## KUTIPAN TERPILIH

▽

Rumah Ibadah Muslim masa Kerajaan Kampar. Masih berdiri kokoh meski sebagian material bangunan diganti. Bentuknya juga sedikit berubah.

Oleh Agus Alfinanda

 

SEBUAH gapura setinggi lima meter berdiri di depan masjid, tepat di tepi jalan. Tiangnya ada delapan. Empat di sisi kiri dan empat di sisi kanan. Lebarnya sekira tiga meter. Tiang tersebut diberi cat biru. Bagian atas beratap seng. Sebelah kiri gapura tersedia tempat parkir kendaraan roda dua.

Jarak antara gapura dengan masjid sekitar dua puluh langkah kaki orang dewasa. Jarak ini dijadikan pekarangan masjid yang dilapisi paving block. Tak ada pohon atau tanaman hias apa pun dalam pekarangan. Tembok setinggi bahu orang dewasa mengelilingi pekarangan dan masjid. Rumput liar memenuhi tiap sudut pekarangan.

Jika berdiri di tengah pekarangan, terlihat atap masjid berbentuk limas berlapis tiga. Ujung atapnya runcing. Tiap sudut cucuran atap terdapat ukiran sayap layang-layang. Bagi masyarakat Melayu setempat, bentuk ini bermakna kebebasan yang tahu batas dan tahu diri.

Sebelah kiri pintu masuk jamaah wanita tersedia tempat wudhu berikut toilet. Tepat depan pintu yang sama berdiri satu menara. Tingginya melebihi bangunan masjid. Sebelum memiliki alat pengeras suara, azan dikumandangkan dari atas menara oleh muadzin.

“Terakhir orang azan di atas menara ini tahun 1965,” kenang Darun Nafis, Ghorim Masjid yang sudah berusia 65 tahun.

Untuk masuk ke dalam masjid melalui dua arah. Pintu masuk bagi jamaah laki-laki sebelah utara searah dengan gapura. Sedangkan untuk jamaah perempuan lewat pintu sebelah timur. Kata Darun Nafis, dulu, dekat pintu masuk jamaah perempuan terdapat tangga yang menghubungkan ke menara. “Dari sinilah muadzin naik,” ujarnya sambil menunjukkan bekas lokasi berdirinya tangga.

Sebelum masuk ke dalam masjid, terlebih dahulu meniti lima anak tangga. Tiba di dalam, pandangan akan tertuju ke seluruh isi masjid. Lebar masjid sembilan shaf. Empat shaf untuk laki-laki dan lima shaf untuk perempuan. Lantainya berlapis keramik berukuran 30 kali 30 centimeter yang ditutup oleh sajadah.

Terdapat enam belas tiang penyangga di dalamnya. Empat tiang di tengah tingginya mencapai tiga belas meter. Jarak antar tiang sekitar dua meter. Masing-masing tiang dipasang kipas angin. Tiang ini dari kayu dan sudah terlihat keropos. Sekilas tiang ini seperti baru karena dilapisi cat putih.

Dinding masjid terbuat dari material beton. Separuhnya dilapisi cat warna kuning separuhnya lagi dilapisi keramik. Tiap sisi dinding terdapat jendela. Jumlah keseluruhannya 27.

△

## CATATAN DITAMPILKAN

▽

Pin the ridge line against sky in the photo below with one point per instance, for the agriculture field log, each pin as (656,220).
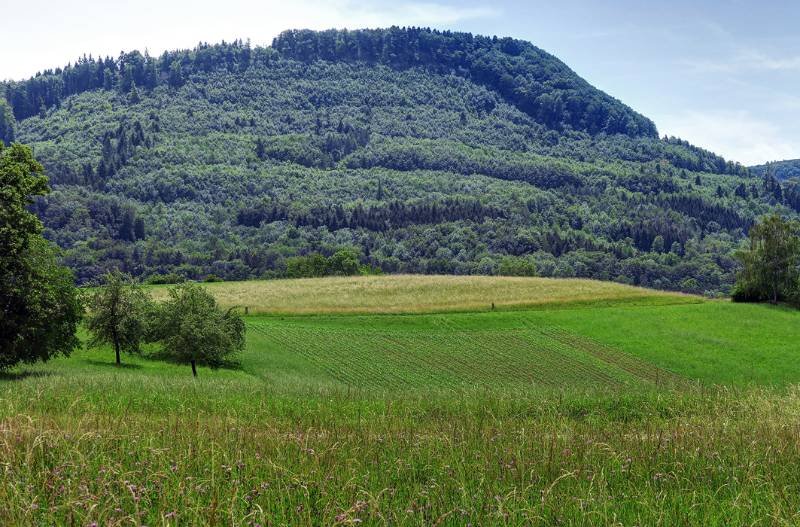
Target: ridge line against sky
(723,74)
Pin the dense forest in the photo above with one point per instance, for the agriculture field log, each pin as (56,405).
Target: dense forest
(407,149)
(780,169)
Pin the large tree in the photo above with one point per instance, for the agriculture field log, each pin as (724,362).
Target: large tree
(194,330)
(770,265)
(117,314)
(39,306)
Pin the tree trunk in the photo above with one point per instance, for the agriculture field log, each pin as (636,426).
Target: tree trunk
(116,350)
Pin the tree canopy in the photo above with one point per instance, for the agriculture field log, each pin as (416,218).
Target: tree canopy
(40,306)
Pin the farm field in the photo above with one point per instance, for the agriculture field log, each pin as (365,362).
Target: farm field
(425,294)
(658,409)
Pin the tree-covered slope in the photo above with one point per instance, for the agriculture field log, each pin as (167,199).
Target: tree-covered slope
(780,169)
(421,151)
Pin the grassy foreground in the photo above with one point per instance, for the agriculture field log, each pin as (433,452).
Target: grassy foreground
(645,411)
(176,452)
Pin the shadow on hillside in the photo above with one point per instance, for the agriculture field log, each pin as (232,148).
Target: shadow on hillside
(104,364)
(19,375)
(164,357)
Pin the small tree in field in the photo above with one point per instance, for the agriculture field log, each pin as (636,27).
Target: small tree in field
(118,314)
(770,266)
(192,329)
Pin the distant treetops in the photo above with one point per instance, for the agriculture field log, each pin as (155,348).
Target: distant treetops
(536,82)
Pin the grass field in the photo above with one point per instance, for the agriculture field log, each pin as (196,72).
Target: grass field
(424,294)
(636,408)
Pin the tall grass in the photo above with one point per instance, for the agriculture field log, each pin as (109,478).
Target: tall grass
(111,450)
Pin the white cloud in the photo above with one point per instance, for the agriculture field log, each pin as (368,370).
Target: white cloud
(735,135)
(744,62)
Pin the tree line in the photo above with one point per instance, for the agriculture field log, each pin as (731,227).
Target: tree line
(41,308)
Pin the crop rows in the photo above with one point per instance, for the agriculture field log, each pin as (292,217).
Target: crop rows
(452,357)
(624,361)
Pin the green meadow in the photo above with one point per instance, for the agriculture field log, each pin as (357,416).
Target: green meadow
(552,408)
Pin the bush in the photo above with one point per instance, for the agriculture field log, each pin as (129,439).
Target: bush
(167,278)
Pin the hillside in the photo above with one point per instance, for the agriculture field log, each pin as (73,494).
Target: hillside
(780,169)
(421,151)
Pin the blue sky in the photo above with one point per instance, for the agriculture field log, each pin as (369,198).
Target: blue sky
(722,74)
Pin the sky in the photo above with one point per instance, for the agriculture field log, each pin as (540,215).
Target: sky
(723,74)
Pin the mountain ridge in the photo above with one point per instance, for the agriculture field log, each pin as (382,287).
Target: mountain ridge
(244,162)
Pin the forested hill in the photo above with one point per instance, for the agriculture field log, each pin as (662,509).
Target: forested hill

△

Cetak tanpa perubahan bagian teks tentang masjid masa Kerajaan Kampar yang dibuka dengan kata-kata berisi "Untuk masuk ke" dan ditutup dengan "ditutup oleh sajadah.".

## JAWABAN SOAL
Untuk masuk ke dalam masjid melalui dua arah. Pintu masuk bagi jamaah laki-laki sebelah utara searah dengan gapura. Sedangkan untuk jamaah perempuan lewat pintu sebelah timur. Kata Darun Nafis, dulu, dekat pintu masuk jamaah perempuan terdapat tangga yang menghubungkan ke menara. “Dari sinilah muadzin naik,” ujarnya sambil menunjukkan bekas lokasi berdirinya tangga.

Sebelum masuk ke dalam masjid, terlebih dahulu meniti lima anak tangga. Tiba di dalam, pandangan akan tertuju ke seluruh isi masjid. Lebar masjid sembilan shaf. Empat shaf untuk laki-laki dan lima shaf untuk perempuan. Lantainya berlapis keramik berukuran 30 kali 30 centimeter yang ditutup oleh sajadah.